The records below must be output exactly, without pictures.
※
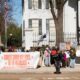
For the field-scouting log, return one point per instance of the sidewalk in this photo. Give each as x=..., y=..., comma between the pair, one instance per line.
x=44, y=70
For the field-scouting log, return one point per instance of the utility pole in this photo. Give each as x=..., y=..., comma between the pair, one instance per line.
x=5, y=17
x=77, y=23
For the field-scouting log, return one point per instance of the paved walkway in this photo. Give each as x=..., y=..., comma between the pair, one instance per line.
x=44, y=70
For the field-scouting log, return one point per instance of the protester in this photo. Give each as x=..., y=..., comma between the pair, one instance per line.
x=53, y=53
x=67, y=52
x=57, y=62
x=63, y=59
x=47, y=56
x=72, y=57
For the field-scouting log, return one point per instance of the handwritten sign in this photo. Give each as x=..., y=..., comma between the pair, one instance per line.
x=19, y=60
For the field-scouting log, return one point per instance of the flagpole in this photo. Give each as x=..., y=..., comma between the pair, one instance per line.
x=5, y=33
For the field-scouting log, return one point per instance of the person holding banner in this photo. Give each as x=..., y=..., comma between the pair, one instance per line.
x=47, y=56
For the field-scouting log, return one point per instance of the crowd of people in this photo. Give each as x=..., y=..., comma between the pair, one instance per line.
x=60, y=58
x=52, y=56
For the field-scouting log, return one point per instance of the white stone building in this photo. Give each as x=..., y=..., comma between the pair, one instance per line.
x=38, y=20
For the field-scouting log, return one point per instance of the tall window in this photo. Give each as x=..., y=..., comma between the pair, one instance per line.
x=23, y=27
x=49, y=24
x=36, y=23
x=34, y=4
x=40, y=26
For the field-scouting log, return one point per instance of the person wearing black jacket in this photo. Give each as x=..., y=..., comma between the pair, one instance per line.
x=72, y=57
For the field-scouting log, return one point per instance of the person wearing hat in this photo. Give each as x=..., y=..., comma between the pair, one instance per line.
x=72, y=57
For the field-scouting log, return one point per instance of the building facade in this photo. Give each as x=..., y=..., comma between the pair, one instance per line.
x=38, y=20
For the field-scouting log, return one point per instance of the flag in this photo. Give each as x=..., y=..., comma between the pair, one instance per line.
x=41, y=38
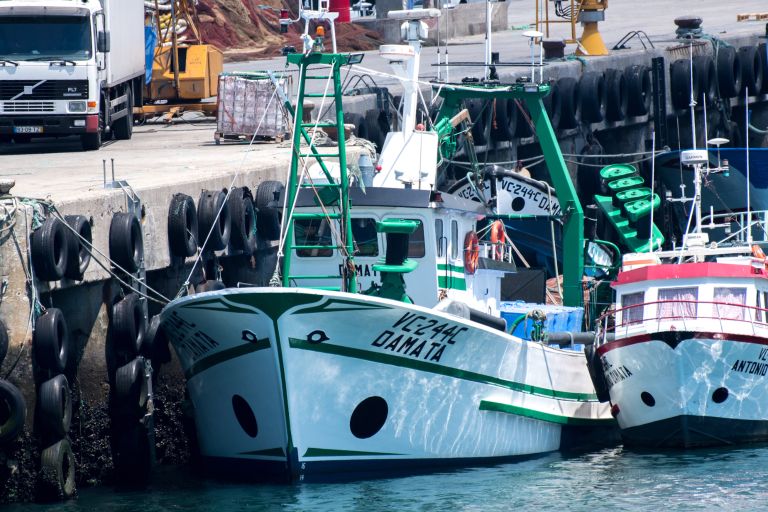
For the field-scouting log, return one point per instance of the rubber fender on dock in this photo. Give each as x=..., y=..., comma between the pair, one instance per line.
x=131, y=389
x=49, y=250
x=129, y=326
x=592, y=94
x=751, y=70
x=78, y=246
x=214, y=226
x=51, y=342
x=616, y=99
x=269, y=217
x=728, y=72
x=553, y=104
x=182, y=226
x=243, y=214
x=55, y=406
x=126, y=244
x=680, y=84
x=57, y=471
x=570, y=103
x=14, y=412
x=704, y=67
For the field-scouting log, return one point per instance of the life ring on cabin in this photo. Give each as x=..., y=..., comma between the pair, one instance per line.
x=471, y=252
x=498, y=236
x=48, y=249
x=16, y=411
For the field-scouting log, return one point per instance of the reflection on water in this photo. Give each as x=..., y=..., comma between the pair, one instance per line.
x=613, y=478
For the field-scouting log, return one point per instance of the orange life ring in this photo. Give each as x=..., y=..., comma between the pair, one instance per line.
x=498, y=236
x=471, y=252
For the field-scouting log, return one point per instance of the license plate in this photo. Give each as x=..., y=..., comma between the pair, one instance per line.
x=27, y=129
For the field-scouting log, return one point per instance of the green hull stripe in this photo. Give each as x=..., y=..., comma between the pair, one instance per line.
x=485, y=405
x=226, y=355
x=324, y=452
x=424, y=366
x=269, y=452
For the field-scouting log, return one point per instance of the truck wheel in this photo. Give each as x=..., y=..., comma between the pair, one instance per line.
x=123, y=129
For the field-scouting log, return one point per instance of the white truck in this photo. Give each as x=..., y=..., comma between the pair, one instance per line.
x=70, y=67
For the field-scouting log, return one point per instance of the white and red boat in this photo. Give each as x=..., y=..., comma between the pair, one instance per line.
x=685, y=361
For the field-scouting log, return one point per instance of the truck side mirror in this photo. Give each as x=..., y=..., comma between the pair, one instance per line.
x=102, y=42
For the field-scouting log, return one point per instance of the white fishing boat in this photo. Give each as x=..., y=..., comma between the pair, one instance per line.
x=383, y=349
※
## Output for this task
For the field-scouting log, return one point per instance of the sidewalk in this photo. Give each as x=..., y=..., comma between the pair, one instance per line.
x=44, y=70
For the field-scouting log, return one point per instance of the utility pole in this photo. Give each as x=..., y=..., comma between the pair, one instance per line.
x=5, y=17
x=77, y=23
For the field-scouting log, return one point per instance of the paved walkway in this photo. Give each as x=..., y=..., comma between the pair, one instance per line.
x=44, y=70
For the field-scouting log, return one point per instance of the protester in this photo. Give each as x=..., y=..., comma between the pair, one instance per line.
x=53, y=53
x=67, y=52
x=57, y=62
x=63, y=59
x=47, y=56
x=72, y=57
For the field-scouting log, return one point per instance of the handwritten sign in this photo. Give each as x=..., y=..., comma between the pair, one instance per line.
x=19, y=60
For the field-scouting log, return one point per instance of the flagpole in this photo. Give each as x=..., y=..., comma between the pair, one instance per line.
x=5, y=33
For the field-scouting log, return one point per instance of the person holding banner in this photo. Give each as x=..., y=..., comma between the pair, one instance per line.
x=47, y=56
For the field-scouting log, return one point per instance of the crowd of people in this photo. Give each as x=..., y=..., comma between the pair, one instance per line.
x=60, y=58
x=52, y=56
For the field-scouting log, return one point per instance of the white stone building in this photo. Give each as x=..., y=..., comma between the pair, one instance per line.
x=38, y=20
For the field-scouting log, return one point per instance of the tall window in this photo. Give each as x=..., y=..., comma between the pair, one instance per line.
x=23, y=27
x=49, y=24
x=36, y=23
x=34, y=4
x=40, y=26
For the field-scouting log, return one point per instance of the person wearing black jacket in this photo. Give each as x=..., y=..., comma between the pair, one instance per line.
x=72, y=57
For the field-scouting log, return one point per instance of the person wearing hat in this photo. Give each as x=..., y=..., comma between the pair, one instance per line.
x=72, y=57
For the field-scouting log, return one point per instance of the building facade in this photo. Give each as x=..., y=..., comma between the pair, one instance per line.
x=38, y=20
For the field-scouting log, return one point per instance of the flag in this photo. Give each as x=..., y=..., comma between the pair, one instance per line.
x=41, y=38
For the field-scouting log, return one point per instance of the rubber fender on dock in this photo. Give each as x=..., y=..., comma between the pair, one instance per line.
x=131, y=389
x=49, y=250
x=129, y=326
x=592, y=94
x=751, y=70
x=78, y=246
x=214, y=226
x=51, y=342
x=616, y=99
x=269, y=217
x=728, y=72
x=553, y=104
x=182, y=226
x=243, y=214
x=55, y=406
x=126, y=244
x=680, y=84
x=57, y=471
x=570, y=103
x=14, y=412
x=704, y=67
For the field-scouting log, return one point per instance of the life ring on cabin in this photo. Give each as x=..., y=..., comma between the pair, one instance per line.
x=471, y=252
x=498, y=236
x=48, y=249
x=16, y=411
For the field-scouting log, return one point per instance of the reflection on water in this photo. Give each as x=..., y=..., comma between the pair, one instance per line.
x=613, y=478
For the field-scouting log, return one point per instance of the orange life ring in this photo. Give each as x=..., y=..., comma between the pair, one instance per line.
x=498, y=236
x=471, y=252
For the field-scouting log, return one point per instance of the license plate in this photo. Give each as x=..., y=..., comma between the pair, one instance per line.
x=27, y=129
For the field-scouting log, return one point per instance of the green hull stripe in this photo. Give each as x=..., y=..., comma between the pair, one instance per line.
x=485, y=405
x=226, y=355
x=324, y=452
x=424, y=366
x=269, y=452
For the field-scouting log, return one point per instance of the truck wheel in this photo. Give each as x=..., y=..., comma between the pair, one instance per line.
x=123, y=129
For the field-scouting log, return one point per instance of the white truck in this photo. Give each as x=..., y=..., comma between the pair, one instance per line.
x=70, y=67
For the field-scouting log, return one point per instance of the white and red boat in this photo. Give each as x=..., y=..., comma between the pair, one instance per line.
x=685, y=361
For the field-scouting log, return one point per instance of the truck side mirror in this photo. Give each as x=..., y=..., comma between the pair, one instance per line.
x=102, y=42
For the field-scouting log, return one point per instance of the white fishing boat in this photo. Give each as x=..., y=..., comma between the pair, one instance per line.
x=383, y=349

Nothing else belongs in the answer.